**Stated problem:** Transcribe the entries that follow, word for word.

Saved data entries:
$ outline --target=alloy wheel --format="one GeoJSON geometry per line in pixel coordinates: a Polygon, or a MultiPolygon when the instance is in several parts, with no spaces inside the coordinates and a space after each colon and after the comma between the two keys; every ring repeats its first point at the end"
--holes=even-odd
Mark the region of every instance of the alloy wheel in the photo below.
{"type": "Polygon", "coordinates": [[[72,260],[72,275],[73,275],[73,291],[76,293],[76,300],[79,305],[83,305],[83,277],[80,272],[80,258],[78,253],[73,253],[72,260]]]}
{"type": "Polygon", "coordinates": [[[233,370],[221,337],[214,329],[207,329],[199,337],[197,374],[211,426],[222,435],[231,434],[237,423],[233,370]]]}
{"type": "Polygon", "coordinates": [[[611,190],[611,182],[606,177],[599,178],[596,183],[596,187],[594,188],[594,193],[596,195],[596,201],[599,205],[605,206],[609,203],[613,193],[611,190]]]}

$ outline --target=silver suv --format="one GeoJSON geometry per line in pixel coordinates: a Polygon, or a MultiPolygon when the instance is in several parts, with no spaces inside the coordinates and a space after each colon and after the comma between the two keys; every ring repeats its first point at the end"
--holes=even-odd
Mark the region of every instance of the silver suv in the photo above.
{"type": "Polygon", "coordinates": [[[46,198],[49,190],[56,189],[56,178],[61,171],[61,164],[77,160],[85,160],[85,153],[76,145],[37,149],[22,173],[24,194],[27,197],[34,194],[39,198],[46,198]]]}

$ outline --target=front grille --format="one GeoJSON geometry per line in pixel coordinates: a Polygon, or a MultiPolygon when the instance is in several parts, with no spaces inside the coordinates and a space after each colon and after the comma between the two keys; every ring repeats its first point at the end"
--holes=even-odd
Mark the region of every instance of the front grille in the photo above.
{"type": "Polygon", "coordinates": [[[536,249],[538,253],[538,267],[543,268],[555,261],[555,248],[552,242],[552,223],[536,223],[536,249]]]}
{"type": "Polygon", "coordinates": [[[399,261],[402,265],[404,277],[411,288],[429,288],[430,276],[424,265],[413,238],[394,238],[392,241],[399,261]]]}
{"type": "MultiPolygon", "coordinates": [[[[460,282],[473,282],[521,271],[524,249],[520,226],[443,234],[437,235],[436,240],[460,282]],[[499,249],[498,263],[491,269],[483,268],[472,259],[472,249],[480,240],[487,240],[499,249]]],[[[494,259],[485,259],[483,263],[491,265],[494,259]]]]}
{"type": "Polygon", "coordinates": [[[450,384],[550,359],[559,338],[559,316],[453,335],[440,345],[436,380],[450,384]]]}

**Worked solution:**
$ outline --target=alloy wheel --format="one GeoJSON geometry per line in pixel coordinates: a Polygon, or a MultiPolygon when the instance is in several parts, with no spaces inside the coordinates and a space after each colon and after the comma between the two keys; every ring repeats its first point at the end"
--holes=even-odd
Mark the region of every instance of the alloy wheel in the photo below.
{"type": "Polygon", "coordinates": [[[72,260],[72,275],[73,275],[73,291],[76,293],[76,300],[79,305],[83,305],[83,277],[80,272],[80,258],[78,253],[73,253],[72,260]]]}
{"type": "Polygon", "coordinates": [[[233,370],[221,337],[214,329],[207,329],[199,337],[197,374],[211,426],[222,435],[231,434],[237,423],[233,370]]]}
{"type": "Polygon", "coordinates": [[[611,190],[611,182],[606,177],[599,178],[596,183],[596,187],[594,188],[594,193],[596,195],[596,201],[599,205],[605,206],[609,203],[613,193],[611,190]]]}

$ outline --target=silver suv --format="one GeoJSON geometry per line in pixel coordinates: a Polygon, or a MultiPolygon when the instance is in several parts, with no spaces inside the coordinates and a space after each colon and after the comma between the two keys; every ring repeats its first point at the end"
--holes=even-odd
Mark the region of every instance of the silver suv in the photo above.
{"type": "Polygon", "coordinates": [[[46,198],[49,190],[56,189],[56,178],[61,171],[61,164],[77,160],[85,160],[85,153],[76,145],[37,149],[22,173],[24,194],[27,197],[34,194],[39,198],[46,198]]]}

$ outline --target=front grille --format="one GeoJSON geometry per line in pixel coordinates: a Polygon, or a MultiPolygon when the instance is in several parts, with no spaces inside the coordinates and a space after each colon and after the comma between the two keys; every ring repeats its first point at the end"
--holes=even-odd
Mark the region of every instance of the front grille in the photo above.
{"type": "Polygon", "coordinates": [[[536,249],[538,253],[538,267],[543,268],[555,261],[555,248],[552,242],[552,223],[536,223],[536,249]]]}
{"type": "Polygon", "coordinates": [[[399,261],[402,265],[404,277],[411,288],[429,288],[430,276],[424,265],[413,238],[394,238],[392,241],[399,261]]]}
{"type": "MultiPolygon", "coordinates": [[[[460,282],[473,282],[521,271],[524,249],[520,226],[443,234],[437,235],[436,240],[460,282]],[[499,249],[498,263],[491,269],[483,268],[472,259],[472,249],[480,240],[487,240],[499,249]]],[[[494,259],[485,259],[483,263],[491,265],[494,259]]]]}
{"type": "Polygon", "coordinates": [[[450,384],[550,359],[559,338],[559,316],[453,335],[440,345],[436,380],[450,384]]]}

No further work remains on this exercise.